**Texte fourni:**
L’apparition tourmentée de Fricka, en surplomb de cette scène, peut signifier qu’elle a perçu le danger pour elle et les autres femmes de ne plus être à l’origine naturelle du monde.
Mais cette grande scène du Nibelheim montre aussi le poids de multiples asservissements. Il y a d’abord celui de Mime, frère et manœuvre d’Alberich, violenté par ce dernier, qui a fabriqué le Tarnhelm, un casque humanoïde basé sur des technologies de réalité virtuelle, selon l’interprétation de cette production.

Eliza Boom (Freia)

Eliza Boom (Freia)

Non seulement Gerhard Siegel joue avec force la victimisation de Mime à travers toutes ses souffrances, mais il lui offre un rayonnement vocal très percutant avec une projection bien assurée et une plénitude de couleurs.

Il y a ensuite l’asservissement d’Alberich à l’anneau d’or qu’il porte autour du cou de façon pesante, et que Wotan aura encore plus de mal à soutenir quand il le portera devant Fricka, une fois de retour au pied du Walhalla.

Enfin, Loge se permet de tenir le Nibelung en laisse de façon très dominatrice pour lui substituer l’anneau.

C’est le risque de subordination de toute l’humanité qui est ici soulevé avec effroi, les manipulateurs pouvant eux-mêmes devenir les manipulés.

Iain Paterson (Wotan) et Eve-Maud Hubeaux (Fricka)

Iain Paterson (Wotan) et Eve-Maud Hubeaux (Fricka)

La dernière partie reprend le cours des échanges conflictuels au sein du clan familial, mais l’on voit cette fois Wotan plier devant l’anneau et les injonctions de Fricka munie de la lance, en geste inversé, et Erda, incarnée par Marie-Nicole Lemieux grimée en mendiante et dont le style déclamatoire fier est étrangement clair pour une contralto, arbore une attitude caressante et séductrice vis-à-vis de celui qui sera le père de ses Walkyries.

C’est le moment où la nature féminine retrouve pour un instant sa place essentielle, car ensuite, Freia, inspirée par la fraîcheur dramatique d’Eliza Boom, s’infligera une automutilation en se recouvrant d’un fluide noir auquel Loge cherchera à mettre le feu, signant de fait la destruction de la vie et de la jeunesse, et la forte responsabilité de celui qui symbolise le mieux l’appât du gain et la destruction de l’environnement naturel.

Iain Paterson (Wotan) et Eve-Maud Hubeaux (Fricka)

Iain Paterson (Wotan) et Eve-Maud Hubeaux (Fricka)

Et, auparavant, la scène de la montée au Walhalla se sera déployée avec l’émergence spectaculaire d’un immense pont recouvert de câbles noirs et tortueux qui permettra à Wotan de prendre le pouvoir sur le savoir universel au sein de son centre d’information.

Le meurtre de Fasolt par Fafner est, lui, joué par un geste d’étranglement afin de n’en faire qu’un acte gratuit et médiocre, les deux frères étant chantés respectivement par la belle prestance nobiliaire de Kwangchul Youn, et les inflexions mélancoliques de Mika Kares. Et même le rapport de Fasolt à Freia, pourtant doté d’un beau motif musical tristanesque, est traité de façon agressive.

**Consigne A:**
Pouvez-vous recopier à l'identique, dans la critique ci-dessus, le passage allant de « L’apparition tourmentée de » jusqu'à « de cette production. » ?
**Consigne B:**
Pouvez-vous afficher toutes les lignes des entrées ci-dessous où figure la chaîne « Target » ?

[Entrées du jeu de données]

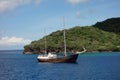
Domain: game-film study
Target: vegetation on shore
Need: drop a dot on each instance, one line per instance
(103, 36)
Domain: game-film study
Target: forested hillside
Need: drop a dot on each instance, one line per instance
(103, 36)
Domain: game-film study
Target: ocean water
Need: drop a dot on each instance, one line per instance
(91, 66)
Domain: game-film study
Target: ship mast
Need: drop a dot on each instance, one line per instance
(64, 37)
(45, 42)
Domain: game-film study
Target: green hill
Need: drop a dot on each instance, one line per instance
(92, 38)
(110, 25)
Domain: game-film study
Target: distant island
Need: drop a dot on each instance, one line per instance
(102, 36)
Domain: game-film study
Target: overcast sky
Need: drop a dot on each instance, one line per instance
(22, 21)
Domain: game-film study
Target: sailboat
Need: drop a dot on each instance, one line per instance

**Réponse complète A:**
L’apparition tourmentée de Fricka, en surplomb de cette scène, peut signifier qu’elle a perçu le danger pour elle et les autres femmes de ne plus être à l’origine naturelle du monde.
Mais cette grande scène du Nibelheim montre aussi le poids de multiples asservissements. Il y a d’abord celui de Mime, frère et manœuvre d’Alberich, violenté par ce dernier, qui a fabriqué le Tarnhelm, un casque humanoïde basé sur des technologies de réalité virtuelle, selon l’interprétation de cette production.

**Réponse complète B:**
Target: vegetation on shore
Target: forested hillside
Target: ocean water
Target: ship mast
Target: green hill
Target: distant island
Target: overcast sky
Target: sailboat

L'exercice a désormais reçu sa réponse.